**TEXT PASSAGE:**

----

I believe in you. I always have. And I always will. ❤️
I have every confidence you will succeed in this journey of a lifetime.
Here to support you all along the way. Love you. ❤️Mom
Hi ❤️Mom
So many questions… Love the Blog, 29 is one thing-22? Any thoughts on 22 starting this journey in a month? For THIS 💜Mom the anxiety is high!
Hi 💜Mom
Hang in there. We can support each other. 22 or 29 the anxiety is high as a mom. I get it. I am in awe, proud, excited and terrified all at the same time.
Will your daughter be doing a blog? If not, feel free to stay in touch here. Lol
As for me, I am trying to tamp down my fear. Dema has been planning and planning and organizing and that I find comforting. She’ll have spots where we’ll meet up with her or friends will meet up with her. Stay positive! They got this and we got this! Yours starts in Feb? Mine starts in Apr.
The algorithm be algorithming! Thanks, Google, for bringing me here (and hi to Dema’s mom and dad!)
Good luck on your adventure! I’m a recovering people pleaser on a road trip headed in the opposite direction right now myself. Some people think I’m silly for living in a tin can on wheels, too, but it’s a terrific joy to be a little silly sometimes.
Looking forward to reading more!
Can’t wait to read more, love your style. I totally get the people pleasing thing. Good luck an tell your folks I said ‘hi’
You’ve got this in the bag! I’m looking forward to following along. And wow,.. those pictures are stunning!
Go Dema! You got this! Nancy
You’ll make it. It’s just a matter of putting many short backpacking trips together. Also, like some others, Google led me here. It knows I read The Trek.
Dan I like your description of how it’s just putting many short backpacking trips together.
Step by step.
Small trip by small trip.

----

(Region segmentation data)
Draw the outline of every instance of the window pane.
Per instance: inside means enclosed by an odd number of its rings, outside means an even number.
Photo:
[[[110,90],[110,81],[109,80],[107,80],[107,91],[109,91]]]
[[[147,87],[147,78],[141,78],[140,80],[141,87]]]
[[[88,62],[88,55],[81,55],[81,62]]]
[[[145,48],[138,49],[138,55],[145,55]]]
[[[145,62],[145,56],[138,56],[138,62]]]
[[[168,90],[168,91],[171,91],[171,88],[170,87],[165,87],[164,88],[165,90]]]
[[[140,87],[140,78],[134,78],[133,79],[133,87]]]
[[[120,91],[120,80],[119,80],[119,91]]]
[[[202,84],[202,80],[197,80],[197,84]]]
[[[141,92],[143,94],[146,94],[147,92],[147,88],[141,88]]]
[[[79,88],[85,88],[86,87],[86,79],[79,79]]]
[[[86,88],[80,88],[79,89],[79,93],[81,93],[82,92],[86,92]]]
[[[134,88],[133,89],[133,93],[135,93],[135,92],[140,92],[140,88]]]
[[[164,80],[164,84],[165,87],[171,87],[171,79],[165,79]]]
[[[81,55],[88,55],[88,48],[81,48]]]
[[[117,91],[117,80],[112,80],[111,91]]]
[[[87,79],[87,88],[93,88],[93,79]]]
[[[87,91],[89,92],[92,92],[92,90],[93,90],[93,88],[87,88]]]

----

**TASK REQUIREMENTS:** In the blog comments, why does the mother who writes about Dema find some comfort despite her fear?

**ANSWER:** She finds it comforting that Dema has been planning and organizing. Dema will also have spots along the way where family or friends will meet up with her.